TEXT SHOWN:
____

Injured women face discrimination over life-saving drugs, say researchers

Nurse tending to a patient in intensive care.
The researchers speculated that the statistical disparity may be a result of the training that doctors and paramedics receive. Photograph: OJO Images/Rex

Injured women are experiencing sex discrimination in the administration of a life-saving drug that cuts the risk of bleeding to death by 30%, researchers have warned.

They found that female trauma victims were half as likely to receive tranexamic acid (TXA) as injured men – even though the treatment is equally effective regardless of sex.

“These results are very concerning. TXA is the only proven life-saving treatment for traumatic bleeding. Women were treated less frequently than men regardless of their risk of death from bleeding or the severity of their injuries,” said Prof Ian Roberts of the London School of Hygiene and Tropical Medicine (LSHTM), who was involved in the study.

“This looks like sex discrimination, and there is an urgent need to reduce this disparity, so all patients who need the drug have the chance to receive it.”

TXA helps blood to clot, and is used to prevent excessive bleeding in various situations, including where there is known or suspected severe bleeding after an injury. It is also given following certain types of head injury.

To investigate whether the drug is equally effective in men and women, Tim Nutbeam at the University of Plymouth and colleagues reanalysed data from two large trials which showed that giving TXA within three hours of traumatic injury reduces the risk of death. They found that the drug reduces the risk of death by up to 30%, regardless of sex.

Next, they examined data from 216,000 patients included on the Trauma Audit Research Network (Tarn) database, which collects information from major trauma units in England and Wales, to see if injured men and women were treated differently.

____

Stored records:
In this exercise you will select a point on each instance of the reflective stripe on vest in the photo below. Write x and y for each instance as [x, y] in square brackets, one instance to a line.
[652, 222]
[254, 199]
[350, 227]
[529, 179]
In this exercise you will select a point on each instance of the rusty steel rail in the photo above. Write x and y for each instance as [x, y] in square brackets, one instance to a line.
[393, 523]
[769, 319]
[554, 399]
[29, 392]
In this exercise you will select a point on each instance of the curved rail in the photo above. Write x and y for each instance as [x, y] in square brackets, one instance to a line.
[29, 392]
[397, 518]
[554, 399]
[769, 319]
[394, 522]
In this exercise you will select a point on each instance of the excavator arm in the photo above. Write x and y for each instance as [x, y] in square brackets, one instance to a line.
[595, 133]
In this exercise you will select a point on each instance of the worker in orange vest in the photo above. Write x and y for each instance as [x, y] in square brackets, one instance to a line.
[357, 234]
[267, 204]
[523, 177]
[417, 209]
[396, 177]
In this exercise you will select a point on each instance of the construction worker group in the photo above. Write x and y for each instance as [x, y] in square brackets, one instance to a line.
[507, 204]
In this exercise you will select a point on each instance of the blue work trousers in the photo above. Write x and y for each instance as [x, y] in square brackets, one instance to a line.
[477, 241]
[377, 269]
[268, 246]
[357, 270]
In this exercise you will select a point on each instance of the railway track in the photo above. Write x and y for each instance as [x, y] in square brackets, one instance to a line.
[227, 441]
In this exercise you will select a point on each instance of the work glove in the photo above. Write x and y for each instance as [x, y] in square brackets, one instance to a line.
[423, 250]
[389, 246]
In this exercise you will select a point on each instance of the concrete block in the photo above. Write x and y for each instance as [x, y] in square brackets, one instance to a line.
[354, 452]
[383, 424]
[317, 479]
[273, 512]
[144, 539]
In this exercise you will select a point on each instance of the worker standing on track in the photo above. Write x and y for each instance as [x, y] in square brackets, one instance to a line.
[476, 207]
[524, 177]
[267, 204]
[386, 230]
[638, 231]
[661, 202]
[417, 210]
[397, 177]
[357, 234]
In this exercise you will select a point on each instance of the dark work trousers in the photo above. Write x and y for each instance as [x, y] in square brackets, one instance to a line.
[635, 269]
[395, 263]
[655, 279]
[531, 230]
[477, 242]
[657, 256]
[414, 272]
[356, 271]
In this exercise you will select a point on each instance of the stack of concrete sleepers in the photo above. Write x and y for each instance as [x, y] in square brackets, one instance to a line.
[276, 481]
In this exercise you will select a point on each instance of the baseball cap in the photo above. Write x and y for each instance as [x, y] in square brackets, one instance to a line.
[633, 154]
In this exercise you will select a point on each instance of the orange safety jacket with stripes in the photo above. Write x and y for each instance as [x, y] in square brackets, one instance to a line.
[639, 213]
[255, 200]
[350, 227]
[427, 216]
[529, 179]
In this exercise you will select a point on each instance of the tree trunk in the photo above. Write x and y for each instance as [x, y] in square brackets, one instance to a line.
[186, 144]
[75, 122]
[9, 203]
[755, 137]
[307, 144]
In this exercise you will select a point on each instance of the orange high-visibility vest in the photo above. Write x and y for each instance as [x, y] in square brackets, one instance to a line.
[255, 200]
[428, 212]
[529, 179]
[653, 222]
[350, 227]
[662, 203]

____

PROBLEMS TO WORK ON:
• A. In the article on tranexamic acid, how many patients' data did the researchers examine from the Trauma Audit Research Network database?
• B. Please reproduce word for word the passage of the article on tranexamic acid that begins with the words containing "Injured women are" and ends with "in the study.".
Rely only on the article on tranexamic acid, not on the material.

RESULTS BY TASK:
• A. Data from 216,000 patients.

• B.
Injured women are experiencing sex discrimination in the administration of a life-saving drug that cuts the risk of bleeding to death by 30%, researchers have warned.

They found that female trauma victims were half as likely to receive tranexamic acid (TXA) as injured men – even though the treatment is equally effective regardless of sex.

“These results are very concerning. TXA is the only proven life-saving treatment for traumatic bleeding. Women were treated less frequently than men regardless of their risk of death from bleeding or the severity of their injuries,” said Prof Ian Roberts of the London School of Hygiene and Tropical Medicine (LSHTM), who was involved in the study.